-- Work task --
Could you pick up the report below on financing social protection and continue it from its final sentence?

-- Source extract --
How to pay to extend social protection?


 ITUC, with FES and WSM brought together 140 participants from over 30 trade unions and civil society organisations in the world to look at ways to finance social protection 17-18 September in Brussels. Worldwide, social protection is increasingly recognised as a priority: by the ILO (with Recommendation 202 on social protection floors adopted in 2012), the EU, the World Bank, the IMF and even the G20. As a result, it features very prominently in the Sustainable Development Goals (1.3).

Gijs Justaert from the policy department of WSM: “Though the consensus on the need for social protection grows, the main question remains: how to achieve universal social protection in each country?”. Alison Tate, Director of Economic and Social Policy at ITUC feels that “extending social protection shouldn’t be seen by governments as an increased expense, as many do - in an environment of austerity, but as an investment that pays off in terms of better skills, greater equality and inclusive economic growth.”

Several international organisations (ILO, WB, IMF, EU and OECD) and development partners shared their views on the question of sustainable financing. Bruno Deceukelier, Asia Coordinator for WSM sees “a big difference in approach between some of them. The World Bank and IMF want to assist the extreme poor or crises affected population, whereas Social Protection with a right based approach would ensure universal coverage, which would also gather larger support from all citizens.” The FES Social Protection Index and other research shows that in the short term, 71 countries could achieve social protection floors for all by investing an extra 2% of GDP or less.

-- Data provided --
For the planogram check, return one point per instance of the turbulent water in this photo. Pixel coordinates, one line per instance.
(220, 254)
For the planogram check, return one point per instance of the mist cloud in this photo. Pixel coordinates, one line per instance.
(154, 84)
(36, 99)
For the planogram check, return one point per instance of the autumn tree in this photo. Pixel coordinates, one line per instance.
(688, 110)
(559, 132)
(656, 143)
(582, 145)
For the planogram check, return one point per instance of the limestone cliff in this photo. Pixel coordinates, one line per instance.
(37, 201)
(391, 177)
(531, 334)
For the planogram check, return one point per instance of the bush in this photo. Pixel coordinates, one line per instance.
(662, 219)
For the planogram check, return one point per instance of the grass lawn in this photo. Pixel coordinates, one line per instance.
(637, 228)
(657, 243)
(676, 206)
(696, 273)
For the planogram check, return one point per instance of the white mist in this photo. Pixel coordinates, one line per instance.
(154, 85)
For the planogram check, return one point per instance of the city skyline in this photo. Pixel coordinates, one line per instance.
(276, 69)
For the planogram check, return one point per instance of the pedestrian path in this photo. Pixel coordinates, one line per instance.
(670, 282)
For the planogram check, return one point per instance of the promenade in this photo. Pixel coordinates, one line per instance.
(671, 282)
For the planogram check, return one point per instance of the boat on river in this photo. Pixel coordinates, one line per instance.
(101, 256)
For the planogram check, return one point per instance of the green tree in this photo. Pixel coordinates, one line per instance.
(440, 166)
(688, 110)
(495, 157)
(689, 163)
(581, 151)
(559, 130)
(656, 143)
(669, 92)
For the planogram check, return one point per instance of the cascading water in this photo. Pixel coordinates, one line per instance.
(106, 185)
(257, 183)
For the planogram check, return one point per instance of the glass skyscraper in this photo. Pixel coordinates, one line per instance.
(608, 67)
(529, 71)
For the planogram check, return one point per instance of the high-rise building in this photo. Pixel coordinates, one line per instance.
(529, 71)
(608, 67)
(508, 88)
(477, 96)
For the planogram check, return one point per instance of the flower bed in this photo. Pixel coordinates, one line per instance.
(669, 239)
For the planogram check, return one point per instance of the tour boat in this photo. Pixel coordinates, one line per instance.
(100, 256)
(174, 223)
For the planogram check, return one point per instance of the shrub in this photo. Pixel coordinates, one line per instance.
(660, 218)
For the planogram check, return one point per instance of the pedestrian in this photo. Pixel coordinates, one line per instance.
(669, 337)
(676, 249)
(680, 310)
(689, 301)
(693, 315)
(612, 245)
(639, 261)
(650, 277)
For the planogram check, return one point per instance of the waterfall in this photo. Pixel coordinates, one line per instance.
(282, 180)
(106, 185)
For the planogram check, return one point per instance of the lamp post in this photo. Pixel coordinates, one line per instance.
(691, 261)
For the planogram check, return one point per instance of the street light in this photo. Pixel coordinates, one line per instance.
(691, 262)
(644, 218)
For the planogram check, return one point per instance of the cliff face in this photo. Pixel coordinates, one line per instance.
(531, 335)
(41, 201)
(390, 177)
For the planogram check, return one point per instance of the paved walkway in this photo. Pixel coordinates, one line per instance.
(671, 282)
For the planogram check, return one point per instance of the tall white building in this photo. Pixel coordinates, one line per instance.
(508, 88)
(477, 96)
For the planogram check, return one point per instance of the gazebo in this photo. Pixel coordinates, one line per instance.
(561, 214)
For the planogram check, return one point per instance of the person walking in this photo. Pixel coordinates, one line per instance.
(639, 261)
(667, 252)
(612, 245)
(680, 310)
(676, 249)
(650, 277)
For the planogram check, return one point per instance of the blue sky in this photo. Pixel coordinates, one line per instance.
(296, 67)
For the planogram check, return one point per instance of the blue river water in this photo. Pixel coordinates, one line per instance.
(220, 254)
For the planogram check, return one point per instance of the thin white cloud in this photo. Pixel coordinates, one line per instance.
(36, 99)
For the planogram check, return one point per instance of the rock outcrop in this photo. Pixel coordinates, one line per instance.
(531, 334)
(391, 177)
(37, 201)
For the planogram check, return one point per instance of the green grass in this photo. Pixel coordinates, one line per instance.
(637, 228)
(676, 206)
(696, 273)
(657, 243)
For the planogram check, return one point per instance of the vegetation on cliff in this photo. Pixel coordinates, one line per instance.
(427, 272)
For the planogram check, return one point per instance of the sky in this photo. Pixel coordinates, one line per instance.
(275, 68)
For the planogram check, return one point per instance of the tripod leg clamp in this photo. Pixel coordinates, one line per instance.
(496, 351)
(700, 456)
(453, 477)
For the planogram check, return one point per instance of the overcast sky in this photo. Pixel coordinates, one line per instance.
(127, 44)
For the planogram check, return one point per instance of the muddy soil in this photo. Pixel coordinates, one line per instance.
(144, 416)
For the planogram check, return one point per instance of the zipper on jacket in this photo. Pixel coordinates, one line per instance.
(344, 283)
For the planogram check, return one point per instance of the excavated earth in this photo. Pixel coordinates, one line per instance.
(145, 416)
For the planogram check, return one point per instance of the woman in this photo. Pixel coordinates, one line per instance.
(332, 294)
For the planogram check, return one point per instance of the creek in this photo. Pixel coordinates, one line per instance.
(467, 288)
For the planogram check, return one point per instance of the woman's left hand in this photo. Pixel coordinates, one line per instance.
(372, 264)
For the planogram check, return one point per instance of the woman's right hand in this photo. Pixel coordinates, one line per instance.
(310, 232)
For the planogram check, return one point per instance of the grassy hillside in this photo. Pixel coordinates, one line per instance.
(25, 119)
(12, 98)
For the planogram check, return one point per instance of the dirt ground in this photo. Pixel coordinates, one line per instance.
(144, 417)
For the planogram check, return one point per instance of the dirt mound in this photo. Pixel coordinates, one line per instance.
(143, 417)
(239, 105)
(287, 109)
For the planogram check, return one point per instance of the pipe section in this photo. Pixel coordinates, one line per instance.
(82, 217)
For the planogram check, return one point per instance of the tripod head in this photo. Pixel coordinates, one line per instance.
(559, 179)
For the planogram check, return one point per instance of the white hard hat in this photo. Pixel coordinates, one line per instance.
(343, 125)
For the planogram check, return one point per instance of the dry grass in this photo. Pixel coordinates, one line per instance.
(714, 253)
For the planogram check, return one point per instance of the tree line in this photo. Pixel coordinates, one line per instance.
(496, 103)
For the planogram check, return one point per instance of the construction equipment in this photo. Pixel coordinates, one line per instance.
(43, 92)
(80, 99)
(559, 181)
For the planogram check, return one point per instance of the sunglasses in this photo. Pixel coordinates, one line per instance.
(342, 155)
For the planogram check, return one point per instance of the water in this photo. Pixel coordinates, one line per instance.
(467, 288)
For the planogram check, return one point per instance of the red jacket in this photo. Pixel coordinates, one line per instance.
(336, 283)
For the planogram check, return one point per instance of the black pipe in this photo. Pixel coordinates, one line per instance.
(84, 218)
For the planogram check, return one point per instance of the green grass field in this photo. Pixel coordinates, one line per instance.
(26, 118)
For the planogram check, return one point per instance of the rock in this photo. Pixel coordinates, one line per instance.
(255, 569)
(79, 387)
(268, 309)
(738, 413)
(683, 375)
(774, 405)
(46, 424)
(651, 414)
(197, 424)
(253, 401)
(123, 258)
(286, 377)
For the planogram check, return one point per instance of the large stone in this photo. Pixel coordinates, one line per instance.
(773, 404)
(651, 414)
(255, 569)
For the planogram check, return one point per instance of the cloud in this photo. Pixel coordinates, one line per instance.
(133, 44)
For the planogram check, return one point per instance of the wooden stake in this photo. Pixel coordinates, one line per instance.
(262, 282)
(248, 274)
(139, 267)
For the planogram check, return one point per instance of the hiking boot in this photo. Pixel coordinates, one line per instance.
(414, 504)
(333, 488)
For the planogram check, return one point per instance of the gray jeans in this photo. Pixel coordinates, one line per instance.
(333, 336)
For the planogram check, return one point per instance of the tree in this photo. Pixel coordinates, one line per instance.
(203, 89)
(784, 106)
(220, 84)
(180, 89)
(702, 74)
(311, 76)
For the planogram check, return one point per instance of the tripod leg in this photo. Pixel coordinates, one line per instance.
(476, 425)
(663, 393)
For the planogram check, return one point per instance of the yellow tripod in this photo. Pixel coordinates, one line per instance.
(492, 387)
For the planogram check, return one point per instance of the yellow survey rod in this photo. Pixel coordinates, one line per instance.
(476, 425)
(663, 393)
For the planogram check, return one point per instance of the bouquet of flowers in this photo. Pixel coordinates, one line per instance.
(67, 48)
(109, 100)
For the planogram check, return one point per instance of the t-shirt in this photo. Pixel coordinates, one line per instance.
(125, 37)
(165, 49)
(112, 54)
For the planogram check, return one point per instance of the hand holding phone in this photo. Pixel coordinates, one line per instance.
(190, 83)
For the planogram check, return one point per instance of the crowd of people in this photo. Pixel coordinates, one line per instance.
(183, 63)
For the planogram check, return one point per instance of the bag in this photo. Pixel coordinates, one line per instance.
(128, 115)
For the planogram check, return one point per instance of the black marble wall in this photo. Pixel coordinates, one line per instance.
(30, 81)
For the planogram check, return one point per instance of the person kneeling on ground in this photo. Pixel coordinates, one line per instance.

-- Written answer --
Sulistri, from KSBSI
In South Asia, the informal workers still have to be reached and covered by the newly adopted social security schemes, because they represent over 80% of the population, as well as labour migrants, both in the sending or the destination countries”, says Umesh from GEFONT in Nepal. 

Sulistri, from KSBSI, and also Steering Committee member for Indonesia of the Asia Network on the Right to Social Protection (ANRSP) echoes this: “As a union we successfully pushed for the inclusion of workers from the informal economy in the law on social security, but it is complicated because the contributions come only from the workers, and have to be paid regularly; if not, they lose their benefits. This seminar looked at eight options to finance Social Protection, and, hopefully with the assistance from ITUC, we can analyse which are most appropriate for us in Indonesia.” 

Prit SoUot from CLC Cambodia, highlights existing gaps: “the NSSF only covers employment injury insurance for the enterprises employing at least 8 workers and that the Cambodian Government’s plan to extend social insurance for disabled, unemployed and retirement needs to be closely monitored.”


Francisca Altagracia Jimenez
AMUSSOL-CASC
Francisca Altagracia Jimenez from AMUSSOL-CASC explained their efforts to cover the informal workers in the Dominican Republic, which wasn’t an evident choice for trade unions, but which has allowed them to increase their membership. “Today, more than 60.000 informal economy workers, 40% of them women, enjoy health care, employment injury insurance and an old age pension.”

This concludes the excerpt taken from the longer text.